Please restate word for word only the lines that start at the one containing "For every instance of the doorway" and continue to the final line of the material.

Start of Source material

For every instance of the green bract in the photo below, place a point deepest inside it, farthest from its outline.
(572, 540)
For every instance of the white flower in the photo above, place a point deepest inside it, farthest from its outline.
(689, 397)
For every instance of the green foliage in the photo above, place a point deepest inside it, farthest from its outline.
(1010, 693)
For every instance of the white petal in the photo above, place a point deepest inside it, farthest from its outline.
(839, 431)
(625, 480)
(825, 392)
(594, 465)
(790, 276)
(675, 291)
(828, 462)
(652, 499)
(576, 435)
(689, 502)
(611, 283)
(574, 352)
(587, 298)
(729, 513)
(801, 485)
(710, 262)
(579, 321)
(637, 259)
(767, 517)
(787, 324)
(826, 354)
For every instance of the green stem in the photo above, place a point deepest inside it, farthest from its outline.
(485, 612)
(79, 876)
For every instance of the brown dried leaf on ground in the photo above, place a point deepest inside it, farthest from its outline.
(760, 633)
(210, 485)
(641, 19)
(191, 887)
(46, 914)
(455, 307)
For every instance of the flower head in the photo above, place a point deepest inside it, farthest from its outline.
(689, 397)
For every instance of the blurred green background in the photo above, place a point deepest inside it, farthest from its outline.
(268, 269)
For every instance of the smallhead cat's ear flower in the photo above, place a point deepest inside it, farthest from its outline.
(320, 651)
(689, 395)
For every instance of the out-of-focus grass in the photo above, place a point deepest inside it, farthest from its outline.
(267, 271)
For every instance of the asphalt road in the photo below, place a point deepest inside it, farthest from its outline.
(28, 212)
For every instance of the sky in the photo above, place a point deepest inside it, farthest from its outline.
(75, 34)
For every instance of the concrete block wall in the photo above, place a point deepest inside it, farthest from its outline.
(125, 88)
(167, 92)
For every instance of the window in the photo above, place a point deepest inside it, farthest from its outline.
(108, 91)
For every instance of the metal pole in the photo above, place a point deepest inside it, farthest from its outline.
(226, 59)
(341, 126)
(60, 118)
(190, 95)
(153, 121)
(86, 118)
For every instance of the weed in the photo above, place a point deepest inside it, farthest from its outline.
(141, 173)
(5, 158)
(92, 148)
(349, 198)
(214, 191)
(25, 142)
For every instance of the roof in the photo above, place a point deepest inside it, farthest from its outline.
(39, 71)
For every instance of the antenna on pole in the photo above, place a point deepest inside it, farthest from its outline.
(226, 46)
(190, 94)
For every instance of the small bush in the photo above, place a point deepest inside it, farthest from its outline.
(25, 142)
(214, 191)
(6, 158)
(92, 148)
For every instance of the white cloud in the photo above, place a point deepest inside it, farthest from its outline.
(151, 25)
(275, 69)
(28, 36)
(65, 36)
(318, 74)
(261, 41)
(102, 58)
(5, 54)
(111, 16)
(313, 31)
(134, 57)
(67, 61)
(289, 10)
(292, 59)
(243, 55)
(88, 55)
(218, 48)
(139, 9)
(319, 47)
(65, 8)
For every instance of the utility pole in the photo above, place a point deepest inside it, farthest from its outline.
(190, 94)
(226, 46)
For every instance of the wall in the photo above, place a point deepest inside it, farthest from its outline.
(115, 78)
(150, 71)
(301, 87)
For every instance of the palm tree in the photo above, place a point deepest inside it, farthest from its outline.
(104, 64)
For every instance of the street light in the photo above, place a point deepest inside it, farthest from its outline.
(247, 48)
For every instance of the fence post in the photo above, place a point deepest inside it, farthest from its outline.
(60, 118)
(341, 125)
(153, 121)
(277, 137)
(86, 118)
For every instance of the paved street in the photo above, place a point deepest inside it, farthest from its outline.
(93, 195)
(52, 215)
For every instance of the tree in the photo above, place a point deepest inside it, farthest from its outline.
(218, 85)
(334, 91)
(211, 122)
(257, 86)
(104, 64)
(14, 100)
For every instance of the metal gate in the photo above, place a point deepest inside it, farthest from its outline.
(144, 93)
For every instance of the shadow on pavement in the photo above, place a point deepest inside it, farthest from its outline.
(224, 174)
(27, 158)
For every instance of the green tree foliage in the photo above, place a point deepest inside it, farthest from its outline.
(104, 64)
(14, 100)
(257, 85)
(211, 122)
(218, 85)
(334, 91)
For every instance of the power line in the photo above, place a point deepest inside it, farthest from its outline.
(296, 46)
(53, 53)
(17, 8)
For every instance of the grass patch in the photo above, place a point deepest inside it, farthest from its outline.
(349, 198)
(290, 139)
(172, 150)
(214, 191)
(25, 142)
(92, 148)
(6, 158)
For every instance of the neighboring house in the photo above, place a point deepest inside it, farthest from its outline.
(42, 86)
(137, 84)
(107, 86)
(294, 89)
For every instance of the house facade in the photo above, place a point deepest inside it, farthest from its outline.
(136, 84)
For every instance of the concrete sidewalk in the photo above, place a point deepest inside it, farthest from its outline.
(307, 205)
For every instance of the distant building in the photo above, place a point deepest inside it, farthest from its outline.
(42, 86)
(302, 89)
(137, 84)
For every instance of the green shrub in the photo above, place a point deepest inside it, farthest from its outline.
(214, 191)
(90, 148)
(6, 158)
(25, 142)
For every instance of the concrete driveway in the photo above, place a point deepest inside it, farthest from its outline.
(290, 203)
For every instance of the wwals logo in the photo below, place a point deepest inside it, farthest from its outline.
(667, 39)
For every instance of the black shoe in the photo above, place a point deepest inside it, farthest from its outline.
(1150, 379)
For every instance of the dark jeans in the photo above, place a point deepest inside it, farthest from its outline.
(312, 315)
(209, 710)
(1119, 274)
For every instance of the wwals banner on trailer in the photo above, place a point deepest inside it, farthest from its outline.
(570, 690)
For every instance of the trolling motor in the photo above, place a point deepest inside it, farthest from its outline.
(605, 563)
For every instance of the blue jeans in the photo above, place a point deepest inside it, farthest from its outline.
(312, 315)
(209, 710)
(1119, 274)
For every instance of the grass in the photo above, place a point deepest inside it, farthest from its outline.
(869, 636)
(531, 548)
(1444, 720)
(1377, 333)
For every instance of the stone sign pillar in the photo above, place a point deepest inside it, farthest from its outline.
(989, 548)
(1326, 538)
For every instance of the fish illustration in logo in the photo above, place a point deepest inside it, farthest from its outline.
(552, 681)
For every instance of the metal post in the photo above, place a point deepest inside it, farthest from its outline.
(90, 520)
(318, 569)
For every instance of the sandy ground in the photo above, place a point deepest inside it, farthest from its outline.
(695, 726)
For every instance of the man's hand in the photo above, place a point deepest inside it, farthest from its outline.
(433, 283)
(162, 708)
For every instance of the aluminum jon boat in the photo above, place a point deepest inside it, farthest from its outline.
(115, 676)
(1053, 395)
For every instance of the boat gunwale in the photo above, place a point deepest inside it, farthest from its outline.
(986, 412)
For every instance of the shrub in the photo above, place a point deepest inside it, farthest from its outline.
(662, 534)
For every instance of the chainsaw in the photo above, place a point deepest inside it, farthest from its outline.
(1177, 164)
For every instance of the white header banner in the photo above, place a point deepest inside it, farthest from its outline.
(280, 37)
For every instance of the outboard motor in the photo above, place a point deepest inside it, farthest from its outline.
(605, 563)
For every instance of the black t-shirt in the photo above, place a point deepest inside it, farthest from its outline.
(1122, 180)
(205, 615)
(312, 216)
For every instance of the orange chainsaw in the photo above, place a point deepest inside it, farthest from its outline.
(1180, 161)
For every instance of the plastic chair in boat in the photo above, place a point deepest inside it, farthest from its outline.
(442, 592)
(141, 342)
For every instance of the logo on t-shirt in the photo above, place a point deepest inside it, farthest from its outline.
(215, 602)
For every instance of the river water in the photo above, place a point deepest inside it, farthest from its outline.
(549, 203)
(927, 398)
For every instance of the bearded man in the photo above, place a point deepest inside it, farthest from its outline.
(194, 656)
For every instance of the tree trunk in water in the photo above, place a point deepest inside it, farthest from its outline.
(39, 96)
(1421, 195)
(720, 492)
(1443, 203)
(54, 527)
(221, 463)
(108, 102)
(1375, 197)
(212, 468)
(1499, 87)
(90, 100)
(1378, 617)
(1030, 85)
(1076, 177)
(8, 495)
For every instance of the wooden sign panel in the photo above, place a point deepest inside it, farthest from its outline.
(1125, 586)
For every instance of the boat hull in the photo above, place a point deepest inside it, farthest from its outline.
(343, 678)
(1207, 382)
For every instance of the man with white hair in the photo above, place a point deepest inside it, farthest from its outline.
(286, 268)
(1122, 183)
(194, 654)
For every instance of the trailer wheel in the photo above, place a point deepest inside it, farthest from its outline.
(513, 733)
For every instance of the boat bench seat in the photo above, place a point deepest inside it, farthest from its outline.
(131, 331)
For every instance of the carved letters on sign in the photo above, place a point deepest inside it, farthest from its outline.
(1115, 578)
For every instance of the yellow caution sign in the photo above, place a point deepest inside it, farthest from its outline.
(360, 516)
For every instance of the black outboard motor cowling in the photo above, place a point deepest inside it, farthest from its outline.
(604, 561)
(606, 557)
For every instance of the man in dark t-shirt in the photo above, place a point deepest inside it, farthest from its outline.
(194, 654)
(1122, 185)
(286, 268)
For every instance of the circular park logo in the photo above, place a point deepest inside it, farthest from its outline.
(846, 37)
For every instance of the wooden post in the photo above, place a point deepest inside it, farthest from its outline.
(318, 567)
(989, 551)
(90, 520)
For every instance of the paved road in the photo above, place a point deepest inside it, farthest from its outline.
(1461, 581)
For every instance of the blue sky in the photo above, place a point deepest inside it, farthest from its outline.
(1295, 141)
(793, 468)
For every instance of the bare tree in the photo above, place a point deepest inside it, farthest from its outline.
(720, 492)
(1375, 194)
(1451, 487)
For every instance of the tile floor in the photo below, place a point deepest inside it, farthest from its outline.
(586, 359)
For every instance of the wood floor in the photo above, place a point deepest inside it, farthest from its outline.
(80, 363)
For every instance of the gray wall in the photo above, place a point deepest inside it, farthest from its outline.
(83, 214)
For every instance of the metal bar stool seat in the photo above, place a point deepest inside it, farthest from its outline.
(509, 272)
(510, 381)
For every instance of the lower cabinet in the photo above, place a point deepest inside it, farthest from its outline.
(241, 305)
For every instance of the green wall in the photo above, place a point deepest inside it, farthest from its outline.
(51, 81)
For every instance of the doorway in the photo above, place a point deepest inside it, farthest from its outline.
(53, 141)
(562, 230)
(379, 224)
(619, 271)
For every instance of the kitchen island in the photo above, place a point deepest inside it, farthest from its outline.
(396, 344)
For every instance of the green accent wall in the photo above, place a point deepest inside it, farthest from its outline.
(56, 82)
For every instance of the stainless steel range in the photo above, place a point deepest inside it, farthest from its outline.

End of Source material

## Completed task:
For every instance of the doorway in the photo above, place a point deepest inside it, farthest from its outline.
(53, 141)
(562, 230)
(379, 224)
(619, 271)
For every instance of the kitchen island in the photo above, place a point deepest inside it, farthest from its outline.
(396, 344)
For every instance of the green accent wall in the photo above, place a point deepest inside it, farthest from its outline.
(56, 82)
For every instance of the stainless steel range in the photo above, place a point deepest inside it, farthest from its outline.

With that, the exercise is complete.